--- begin Quoted passage ---
Although graduate education is not an explicitly stated goal of our undergraduate

or teacher-related grants, we consider supervising physics graduate students (Ph.D. and

M.S.) a major responsibility.

Those in the Physics Education Group earn their degrees for

research on the learning and teaching of physics and related curriculum development.

All

graduate students in our Department assigned to the tutorials participate in our weekly

Graduate Teaching Seminar.

Thus, we expose students who may become faculty in

traditional fields of physics to the value of PER as a resource for teaching.

D.

A Few Concerns

Our experience with NSF has been very positive.

However, we have a few

concerns that we hope can be addressed.

NSF, other government agencies, and private

foundations (

e.g.,

Knowles and Merck) seem to focus on funding very specific topics of

projects in science education for limited periods of time.

Research on student learning,

production of curriculum based on that research, preservice and inservice teacher

professional development, undergraduate education, and the preparation of TAs are often

treated in separate categories.

Yet, in all of these, the understanding of specific science

content is vitally important.

Moreover, it has been our experience that findings from

research among students in one category often reinforce results obtained in another.
--- end Quoted passage ---
▸ **Task**
In the passage on physics education research and funding, why do the authors object to treating research on student learning, curriculum, teacher development, undergraduate education, and TA preparation as separate categories? Answer in one to three sentences. The records that come next are separate material and are not connected to this passage.
--- begin Provided information ---
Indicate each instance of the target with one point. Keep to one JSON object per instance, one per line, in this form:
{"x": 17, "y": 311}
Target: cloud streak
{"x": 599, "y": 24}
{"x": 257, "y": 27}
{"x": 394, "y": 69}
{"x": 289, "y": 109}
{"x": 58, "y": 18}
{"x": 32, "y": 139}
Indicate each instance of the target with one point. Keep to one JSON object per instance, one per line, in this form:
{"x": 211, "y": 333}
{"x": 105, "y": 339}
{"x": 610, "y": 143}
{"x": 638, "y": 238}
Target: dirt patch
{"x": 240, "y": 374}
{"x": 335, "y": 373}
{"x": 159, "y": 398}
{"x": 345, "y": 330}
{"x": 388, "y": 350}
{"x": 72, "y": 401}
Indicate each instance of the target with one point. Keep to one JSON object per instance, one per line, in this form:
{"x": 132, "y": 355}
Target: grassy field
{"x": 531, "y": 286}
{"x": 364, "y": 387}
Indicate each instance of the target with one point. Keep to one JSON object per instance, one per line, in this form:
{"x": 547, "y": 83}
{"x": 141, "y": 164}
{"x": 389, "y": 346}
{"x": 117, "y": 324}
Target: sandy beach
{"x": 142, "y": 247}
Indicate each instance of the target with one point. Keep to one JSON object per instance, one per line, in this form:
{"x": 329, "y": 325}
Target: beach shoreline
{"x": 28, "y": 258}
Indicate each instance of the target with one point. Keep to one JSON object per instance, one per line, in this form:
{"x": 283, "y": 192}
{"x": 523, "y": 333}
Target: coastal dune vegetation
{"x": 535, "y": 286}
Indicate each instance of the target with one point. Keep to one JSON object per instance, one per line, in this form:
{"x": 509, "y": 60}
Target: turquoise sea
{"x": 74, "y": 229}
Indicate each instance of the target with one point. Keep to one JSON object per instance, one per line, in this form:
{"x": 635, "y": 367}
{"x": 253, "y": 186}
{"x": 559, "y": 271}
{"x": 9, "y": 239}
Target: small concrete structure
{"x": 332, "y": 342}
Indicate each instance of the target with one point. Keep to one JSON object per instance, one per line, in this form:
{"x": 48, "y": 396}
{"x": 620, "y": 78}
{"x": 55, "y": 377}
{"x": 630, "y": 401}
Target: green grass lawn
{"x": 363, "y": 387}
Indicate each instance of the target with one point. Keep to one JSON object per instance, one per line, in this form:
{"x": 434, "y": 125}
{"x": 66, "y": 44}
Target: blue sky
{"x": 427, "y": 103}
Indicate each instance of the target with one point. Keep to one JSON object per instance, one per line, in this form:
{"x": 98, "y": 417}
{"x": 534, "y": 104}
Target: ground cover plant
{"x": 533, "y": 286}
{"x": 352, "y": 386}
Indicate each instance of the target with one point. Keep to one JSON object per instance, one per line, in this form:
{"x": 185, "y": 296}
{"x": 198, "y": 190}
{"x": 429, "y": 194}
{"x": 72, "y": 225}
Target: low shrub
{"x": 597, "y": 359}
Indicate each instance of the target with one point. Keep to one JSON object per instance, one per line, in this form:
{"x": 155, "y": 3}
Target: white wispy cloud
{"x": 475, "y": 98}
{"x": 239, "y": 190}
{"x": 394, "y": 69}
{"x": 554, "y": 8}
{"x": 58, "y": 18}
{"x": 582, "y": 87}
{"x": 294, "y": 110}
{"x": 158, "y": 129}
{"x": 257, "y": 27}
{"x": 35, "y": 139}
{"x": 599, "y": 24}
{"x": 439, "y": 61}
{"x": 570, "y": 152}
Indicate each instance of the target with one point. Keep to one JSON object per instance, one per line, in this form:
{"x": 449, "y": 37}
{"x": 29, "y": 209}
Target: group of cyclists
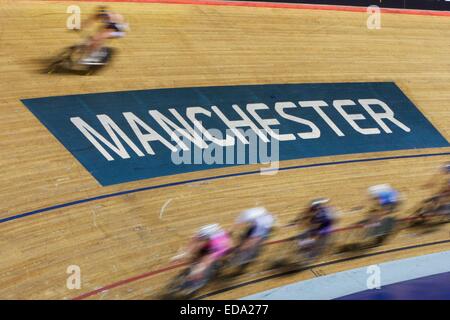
{"x": 211, "y": 244}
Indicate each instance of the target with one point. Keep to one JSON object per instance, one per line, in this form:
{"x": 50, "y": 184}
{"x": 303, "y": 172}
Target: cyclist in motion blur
{"x": 257, "y": 224}
{"x": 112, "y": 25}
{"x": 320, "y": 219}
{"x": 206, "y": 249}
{"x": 385, "y": 200}
{"x": 439, "y": 203}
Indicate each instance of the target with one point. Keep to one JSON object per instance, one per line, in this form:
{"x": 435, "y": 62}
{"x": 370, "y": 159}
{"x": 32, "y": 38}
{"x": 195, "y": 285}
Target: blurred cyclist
{"x": 258, "y": 223}
{"x": 210, "y": 244}
{"x": 112, "y": 26}
{"x": 320, "y": 219}
{"x": 384, "y": 200}
{"x": 441, "y": 199}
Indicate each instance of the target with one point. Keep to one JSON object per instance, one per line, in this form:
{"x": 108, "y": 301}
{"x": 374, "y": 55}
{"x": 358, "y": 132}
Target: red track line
{"x": 128, "y": 280}
{"x": 162, "y": 270}
{"x": 303, "y": 6}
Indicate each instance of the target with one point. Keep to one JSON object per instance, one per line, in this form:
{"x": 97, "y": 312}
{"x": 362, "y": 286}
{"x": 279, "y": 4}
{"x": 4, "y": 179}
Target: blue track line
--- end Provided information ---
▸ **Answer to this exercise**
In all of these areas, understanding specific science content is vitally important. The authors have also found that research findings among students in one category often reinforce results obtained in another.